* **RECORDED INFORMATION**:
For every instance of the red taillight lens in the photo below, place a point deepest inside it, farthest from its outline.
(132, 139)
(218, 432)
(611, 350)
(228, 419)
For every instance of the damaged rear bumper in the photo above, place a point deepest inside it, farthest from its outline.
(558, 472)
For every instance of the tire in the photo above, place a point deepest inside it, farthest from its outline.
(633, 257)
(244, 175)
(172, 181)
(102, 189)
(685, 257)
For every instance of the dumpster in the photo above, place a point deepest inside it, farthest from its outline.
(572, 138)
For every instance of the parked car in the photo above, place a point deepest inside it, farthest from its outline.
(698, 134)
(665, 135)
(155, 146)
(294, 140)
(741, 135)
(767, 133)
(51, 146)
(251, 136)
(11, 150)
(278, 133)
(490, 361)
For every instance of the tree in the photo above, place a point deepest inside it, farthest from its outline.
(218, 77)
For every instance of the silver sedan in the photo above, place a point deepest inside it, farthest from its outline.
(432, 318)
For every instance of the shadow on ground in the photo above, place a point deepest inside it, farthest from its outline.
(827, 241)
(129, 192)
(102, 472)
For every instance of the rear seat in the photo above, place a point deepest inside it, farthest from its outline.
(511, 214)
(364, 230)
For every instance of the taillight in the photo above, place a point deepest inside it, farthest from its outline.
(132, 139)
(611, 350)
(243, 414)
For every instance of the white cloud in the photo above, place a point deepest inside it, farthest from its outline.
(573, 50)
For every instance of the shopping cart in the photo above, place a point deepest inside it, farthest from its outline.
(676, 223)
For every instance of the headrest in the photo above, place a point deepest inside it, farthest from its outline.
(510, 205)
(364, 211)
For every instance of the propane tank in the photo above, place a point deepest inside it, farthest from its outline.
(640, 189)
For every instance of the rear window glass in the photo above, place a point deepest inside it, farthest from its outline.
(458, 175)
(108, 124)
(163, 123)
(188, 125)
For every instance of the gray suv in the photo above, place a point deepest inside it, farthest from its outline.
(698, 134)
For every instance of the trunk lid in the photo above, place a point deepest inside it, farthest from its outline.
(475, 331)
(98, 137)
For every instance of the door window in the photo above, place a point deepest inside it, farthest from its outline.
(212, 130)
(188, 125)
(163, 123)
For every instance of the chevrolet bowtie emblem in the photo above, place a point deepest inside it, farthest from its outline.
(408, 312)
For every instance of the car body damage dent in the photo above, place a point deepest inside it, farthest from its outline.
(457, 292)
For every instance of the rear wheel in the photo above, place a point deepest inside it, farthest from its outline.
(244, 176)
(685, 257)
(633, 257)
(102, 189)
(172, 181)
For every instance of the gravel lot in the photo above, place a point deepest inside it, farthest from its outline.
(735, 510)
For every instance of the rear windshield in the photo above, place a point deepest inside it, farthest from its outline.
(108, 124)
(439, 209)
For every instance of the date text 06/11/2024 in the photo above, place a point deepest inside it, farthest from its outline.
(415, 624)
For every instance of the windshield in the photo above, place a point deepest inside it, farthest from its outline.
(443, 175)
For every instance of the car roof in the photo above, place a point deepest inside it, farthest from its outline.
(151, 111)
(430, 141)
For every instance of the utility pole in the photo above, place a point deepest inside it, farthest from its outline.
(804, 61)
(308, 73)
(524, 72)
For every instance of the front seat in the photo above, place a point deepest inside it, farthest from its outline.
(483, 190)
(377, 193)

* **YOUR TASK**: Give back exactly the lines from the line containing "For every instance of the gravel" to the end of the entries, and no other lines.

* **EXERCISE OUTPUT**:
For every instance of the gravel lot in the photo above, place a point deepest inside it, farthest from its outline.
(735, 510)
For every instance of the rear windshield in the photo above, place a point deepest inside it, farthest from its outline.
(108, 124)
(439, 209)
For every instance of the date text 06/11/2024 in the photo above, place a point deepest inside it, farthest from its outline.
(415, 624)
For every instance of the windshield in the photo above, place a point deepest inside it, farthest from its outline.
(443, 175)
For every instance of the car roof in the photo above, place a point deepest inside it, farthest from its outline.
(151, 111)
(430, 141)
For every instance of the utility pole in the photo above, place a point deepest inside it, farthest from its outline.
(804, 61)
(308, 73)
(524, 72)
For every instance of the front seat in the photo above, place a point deepest inside it, farthest from its outline.
(483, 190)
(377, 193)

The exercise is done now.